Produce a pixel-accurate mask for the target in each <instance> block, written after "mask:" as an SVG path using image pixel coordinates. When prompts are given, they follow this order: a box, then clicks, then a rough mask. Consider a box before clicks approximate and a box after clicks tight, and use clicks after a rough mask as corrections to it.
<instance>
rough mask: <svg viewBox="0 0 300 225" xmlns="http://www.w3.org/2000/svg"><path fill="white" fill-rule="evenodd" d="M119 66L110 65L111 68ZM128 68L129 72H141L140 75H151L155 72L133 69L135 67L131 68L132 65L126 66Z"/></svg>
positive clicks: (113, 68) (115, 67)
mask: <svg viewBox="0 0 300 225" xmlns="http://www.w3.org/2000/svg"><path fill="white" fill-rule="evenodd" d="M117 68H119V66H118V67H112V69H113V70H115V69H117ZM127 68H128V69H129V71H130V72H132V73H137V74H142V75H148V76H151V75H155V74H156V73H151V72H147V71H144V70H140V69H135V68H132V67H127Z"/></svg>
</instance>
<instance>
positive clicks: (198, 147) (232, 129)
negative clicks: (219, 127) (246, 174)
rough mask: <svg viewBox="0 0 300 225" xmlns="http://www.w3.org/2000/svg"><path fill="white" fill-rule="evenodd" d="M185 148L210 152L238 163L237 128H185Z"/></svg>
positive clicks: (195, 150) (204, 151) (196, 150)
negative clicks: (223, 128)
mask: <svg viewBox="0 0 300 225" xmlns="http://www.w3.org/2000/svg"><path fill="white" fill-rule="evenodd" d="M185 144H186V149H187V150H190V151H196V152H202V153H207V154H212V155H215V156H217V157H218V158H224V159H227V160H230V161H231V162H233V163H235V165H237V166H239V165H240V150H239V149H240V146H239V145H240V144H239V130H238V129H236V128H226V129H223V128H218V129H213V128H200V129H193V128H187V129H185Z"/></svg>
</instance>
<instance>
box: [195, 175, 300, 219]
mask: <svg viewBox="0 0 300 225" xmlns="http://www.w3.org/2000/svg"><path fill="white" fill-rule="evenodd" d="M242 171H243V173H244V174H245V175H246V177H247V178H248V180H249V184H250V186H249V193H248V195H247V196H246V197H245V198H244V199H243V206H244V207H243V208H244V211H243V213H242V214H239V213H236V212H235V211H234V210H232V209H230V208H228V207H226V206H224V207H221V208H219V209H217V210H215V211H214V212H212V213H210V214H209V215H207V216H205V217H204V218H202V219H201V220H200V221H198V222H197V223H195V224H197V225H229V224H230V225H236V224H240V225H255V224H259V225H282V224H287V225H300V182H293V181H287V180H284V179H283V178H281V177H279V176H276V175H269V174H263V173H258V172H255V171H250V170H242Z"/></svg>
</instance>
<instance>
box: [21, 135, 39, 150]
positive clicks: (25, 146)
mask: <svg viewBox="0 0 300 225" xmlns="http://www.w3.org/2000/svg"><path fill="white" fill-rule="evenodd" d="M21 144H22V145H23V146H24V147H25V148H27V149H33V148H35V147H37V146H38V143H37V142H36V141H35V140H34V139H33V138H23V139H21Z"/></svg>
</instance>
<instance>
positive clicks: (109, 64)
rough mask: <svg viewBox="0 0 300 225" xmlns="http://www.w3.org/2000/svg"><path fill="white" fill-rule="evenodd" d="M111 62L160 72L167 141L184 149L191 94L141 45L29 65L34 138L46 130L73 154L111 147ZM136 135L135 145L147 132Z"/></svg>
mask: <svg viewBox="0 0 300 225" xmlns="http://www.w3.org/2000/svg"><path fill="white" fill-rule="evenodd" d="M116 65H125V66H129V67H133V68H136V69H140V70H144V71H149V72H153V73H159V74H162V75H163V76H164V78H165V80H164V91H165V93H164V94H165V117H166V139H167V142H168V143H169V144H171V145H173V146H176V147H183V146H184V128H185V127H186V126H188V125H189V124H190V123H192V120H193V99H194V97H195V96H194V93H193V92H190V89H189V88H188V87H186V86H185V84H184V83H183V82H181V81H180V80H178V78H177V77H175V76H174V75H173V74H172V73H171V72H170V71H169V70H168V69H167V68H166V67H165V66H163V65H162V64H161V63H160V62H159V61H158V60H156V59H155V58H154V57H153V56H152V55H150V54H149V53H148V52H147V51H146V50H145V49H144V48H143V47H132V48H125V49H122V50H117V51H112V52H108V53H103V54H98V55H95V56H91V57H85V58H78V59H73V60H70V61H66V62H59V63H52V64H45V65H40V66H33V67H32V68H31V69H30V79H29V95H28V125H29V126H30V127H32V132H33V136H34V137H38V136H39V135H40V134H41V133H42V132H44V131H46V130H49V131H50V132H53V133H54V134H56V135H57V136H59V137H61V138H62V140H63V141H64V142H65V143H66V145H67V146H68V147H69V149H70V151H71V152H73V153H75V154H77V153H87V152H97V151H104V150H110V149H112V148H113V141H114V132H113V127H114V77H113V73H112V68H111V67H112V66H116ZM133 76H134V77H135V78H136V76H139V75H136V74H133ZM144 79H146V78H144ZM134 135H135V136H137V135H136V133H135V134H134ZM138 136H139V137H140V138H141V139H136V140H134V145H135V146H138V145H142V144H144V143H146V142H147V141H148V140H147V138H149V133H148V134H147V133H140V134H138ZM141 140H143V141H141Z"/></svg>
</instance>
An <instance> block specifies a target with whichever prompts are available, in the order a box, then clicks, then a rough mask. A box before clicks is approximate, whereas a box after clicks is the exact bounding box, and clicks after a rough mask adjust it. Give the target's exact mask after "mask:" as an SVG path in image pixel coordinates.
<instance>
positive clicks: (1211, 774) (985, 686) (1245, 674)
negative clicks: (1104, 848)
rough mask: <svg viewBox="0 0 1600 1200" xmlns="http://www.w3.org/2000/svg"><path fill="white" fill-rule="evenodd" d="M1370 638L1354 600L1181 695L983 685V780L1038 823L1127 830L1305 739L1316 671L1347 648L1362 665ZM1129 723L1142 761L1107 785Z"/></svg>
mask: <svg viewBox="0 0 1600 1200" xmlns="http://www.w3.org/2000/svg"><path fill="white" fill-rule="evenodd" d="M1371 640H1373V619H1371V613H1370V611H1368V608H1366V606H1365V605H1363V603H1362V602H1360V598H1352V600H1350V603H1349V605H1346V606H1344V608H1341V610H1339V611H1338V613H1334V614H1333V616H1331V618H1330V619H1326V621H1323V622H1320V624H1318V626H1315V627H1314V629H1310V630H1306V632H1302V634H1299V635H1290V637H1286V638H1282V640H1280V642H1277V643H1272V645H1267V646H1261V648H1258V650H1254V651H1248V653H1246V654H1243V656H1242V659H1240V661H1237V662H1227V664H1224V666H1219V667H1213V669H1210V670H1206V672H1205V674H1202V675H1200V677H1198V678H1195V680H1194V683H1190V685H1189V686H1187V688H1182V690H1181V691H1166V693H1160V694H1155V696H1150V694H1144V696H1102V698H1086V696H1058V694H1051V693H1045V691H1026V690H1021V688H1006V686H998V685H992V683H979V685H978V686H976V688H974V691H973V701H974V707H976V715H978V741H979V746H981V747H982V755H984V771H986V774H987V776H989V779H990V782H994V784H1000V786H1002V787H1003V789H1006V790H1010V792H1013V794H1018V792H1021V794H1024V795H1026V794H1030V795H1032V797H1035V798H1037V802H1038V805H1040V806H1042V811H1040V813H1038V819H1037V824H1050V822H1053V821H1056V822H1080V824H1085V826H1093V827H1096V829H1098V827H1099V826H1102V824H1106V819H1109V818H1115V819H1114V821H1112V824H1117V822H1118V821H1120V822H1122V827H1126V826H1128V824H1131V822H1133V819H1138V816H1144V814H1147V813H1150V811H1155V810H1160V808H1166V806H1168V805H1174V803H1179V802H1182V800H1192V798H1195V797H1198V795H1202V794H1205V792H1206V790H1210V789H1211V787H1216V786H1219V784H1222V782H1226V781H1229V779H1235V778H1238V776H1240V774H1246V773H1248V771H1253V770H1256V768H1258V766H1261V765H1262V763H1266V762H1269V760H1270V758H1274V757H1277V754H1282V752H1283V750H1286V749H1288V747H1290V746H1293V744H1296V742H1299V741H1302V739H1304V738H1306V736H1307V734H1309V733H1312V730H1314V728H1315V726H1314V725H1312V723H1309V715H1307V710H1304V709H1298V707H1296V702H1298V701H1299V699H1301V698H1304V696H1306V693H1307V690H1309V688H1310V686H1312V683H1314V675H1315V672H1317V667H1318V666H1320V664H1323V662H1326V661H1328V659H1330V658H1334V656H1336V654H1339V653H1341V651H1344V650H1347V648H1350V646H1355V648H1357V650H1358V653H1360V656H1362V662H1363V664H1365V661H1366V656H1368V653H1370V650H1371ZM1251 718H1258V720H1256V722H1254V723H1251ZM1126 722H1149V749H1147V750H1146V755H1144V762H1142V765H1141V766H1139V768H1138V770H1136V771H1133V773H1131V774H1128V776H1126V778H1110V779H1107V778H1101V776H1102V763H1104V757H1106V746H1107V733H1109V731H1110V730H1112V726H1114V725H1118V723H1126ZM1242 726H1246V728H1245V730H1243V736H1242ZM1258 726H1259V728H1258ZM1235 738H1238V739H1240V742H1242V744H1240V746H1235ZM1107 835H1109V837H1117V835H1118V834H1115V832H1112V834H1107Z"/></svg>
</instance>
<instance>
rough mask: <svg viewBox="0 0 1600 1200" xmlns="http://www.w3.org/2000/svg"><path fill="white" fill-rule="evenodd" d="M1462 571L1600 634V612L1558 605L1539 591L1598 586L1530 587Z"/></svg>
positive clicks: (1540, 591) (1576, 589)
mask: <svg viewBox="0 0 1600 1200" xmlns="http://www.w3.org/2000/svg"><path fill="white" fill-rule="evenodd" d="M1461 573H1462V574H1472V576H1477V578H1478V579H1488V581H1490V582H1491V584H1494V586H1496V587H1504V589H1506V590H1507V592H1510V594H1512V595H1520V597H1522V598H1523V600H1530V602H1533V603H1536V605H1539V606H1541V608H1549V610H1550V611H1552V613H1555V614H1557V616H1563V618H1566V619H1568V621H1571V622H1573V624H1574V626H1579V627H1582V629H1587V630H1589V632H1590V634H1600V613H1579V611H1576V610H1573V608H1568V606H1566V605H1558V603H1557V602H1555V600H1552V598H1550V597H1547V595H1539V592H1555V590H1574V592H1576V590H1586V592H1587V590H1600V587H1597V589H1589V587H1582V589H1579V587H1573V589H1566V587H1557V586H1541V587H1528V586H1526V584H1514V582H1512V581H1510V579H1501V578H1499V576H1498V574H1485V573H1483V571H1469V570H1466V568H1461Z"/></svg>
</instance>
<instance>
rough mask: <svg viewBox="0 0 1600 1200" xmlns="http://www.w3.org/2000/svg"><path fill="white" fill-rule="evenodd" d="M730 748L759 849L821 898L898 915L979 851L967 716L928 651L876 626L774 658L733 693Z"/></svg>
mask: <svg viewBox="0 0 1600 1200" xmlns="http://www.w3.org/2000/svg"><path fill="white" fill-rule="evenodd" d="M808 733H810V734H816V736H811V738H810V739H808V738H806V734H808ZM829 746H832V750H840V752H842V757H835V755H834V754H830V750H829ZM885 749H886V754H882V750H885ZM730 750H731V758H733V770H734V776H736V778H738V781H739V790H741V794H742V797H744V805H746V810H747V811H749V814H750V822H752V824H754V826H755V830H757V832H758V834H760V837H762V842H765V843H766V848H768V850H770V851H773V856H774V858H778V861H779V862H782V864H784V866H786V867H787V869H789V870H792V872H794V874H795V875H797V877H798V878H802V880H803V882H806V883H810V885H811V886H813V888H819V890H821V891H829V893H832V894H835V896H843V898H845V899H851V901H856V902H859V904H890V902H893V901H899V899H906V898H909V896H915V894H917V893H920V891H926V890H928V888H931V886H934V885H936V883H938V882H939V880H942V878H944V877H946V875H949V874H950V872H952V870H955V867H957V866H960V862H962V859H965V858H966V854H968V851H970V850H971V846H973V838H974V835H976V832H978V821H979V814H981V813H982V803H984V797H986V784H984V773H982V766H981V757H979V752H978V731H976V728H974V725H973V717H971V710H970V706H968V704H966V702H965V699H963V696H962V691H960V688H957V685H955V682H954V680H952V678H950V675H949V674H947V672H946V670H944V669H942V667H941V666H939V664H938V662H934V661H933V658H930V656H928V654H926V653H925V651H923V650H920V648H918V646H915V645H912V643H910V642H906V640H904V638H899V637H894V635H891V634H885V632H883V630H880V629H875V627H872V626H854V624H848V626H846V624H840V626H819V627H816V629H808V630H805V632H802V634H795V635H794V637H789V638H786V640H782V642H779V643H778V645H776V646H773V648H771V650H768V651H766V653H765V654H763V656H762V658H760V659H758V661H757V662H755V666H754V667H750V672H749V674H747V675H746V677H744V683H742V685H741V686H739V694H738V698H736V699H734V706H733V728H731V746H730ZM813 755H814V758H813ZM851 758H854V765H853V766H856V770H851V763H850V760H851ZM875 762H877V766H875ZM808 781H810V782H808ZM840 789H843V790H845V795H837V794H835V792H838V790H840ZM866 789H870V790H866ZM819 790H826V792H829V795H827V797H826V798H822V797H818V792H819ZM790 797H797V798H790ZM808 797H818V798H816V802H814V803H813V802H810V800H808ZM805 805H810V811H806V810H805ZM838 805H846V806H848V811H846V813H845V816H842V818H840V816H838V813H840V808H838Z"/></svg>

TASK DIRECTIONS
Lay out the lines as a numbered list, starting at the first line of the records and ending with the line that contains "positive clicks: (195, 150)", that line included. Leave out any blank lines.

REPLY TO THE TASK
1. Produce a pixel-accurate mask for the target in each <instance> block, written after "mask:" as an SVG path using image pixel coordinates. When prompts are given, they follow this order: a box, then clicks, then a rough mask. Consider a box before clicks approximate and a box after clicks tight, and use clicks after a rough mask as corrections to it.
2. <instance>
3. rough mask: <svg viewBox="0 0 300 225" xmlns="http://www.w3.org/2000/svg"><path fill="white" fill-rule="evenodd" d="M119 66L110 65L111 68ZM128 68L129 72H141L140 75H151L155 72L133 69L135 67L131 68L132 65L126 66Z"/></svg>
4. positive clicks: (113, 68) (115, 67)
5. mask: <svg viewBox="0 0 300 225" xmlns="http://www.w3.org/2000/svg"><path fill="white" fill-rule="evenodd" d="M117 68H119V66H118V67H112V69H113V70H115V69H117ZM127 68H128V69H129V71H130V72H132V73H137V74H142V75H148V76H151V75H155V74H156V73H151V72H147V71H144V70H140V69H135V68H132V67H127Z"/></svg>
6. </instance>
7. <instance>
8. positive clicks: (198, 147) (232, 129)
9. negative clicks: (219, 127) (246, 174)
10. rough mask: <svg viewBox="0 0 300 225" xmlns="http://www.w3.org/2000/svg"><path fill="white" fill-rule="evenodd" d="M185 148L210 152L238 163L237 128H185Z"/></svg>
11. positive clicks: (195, 150) (204, 151) (196, 150)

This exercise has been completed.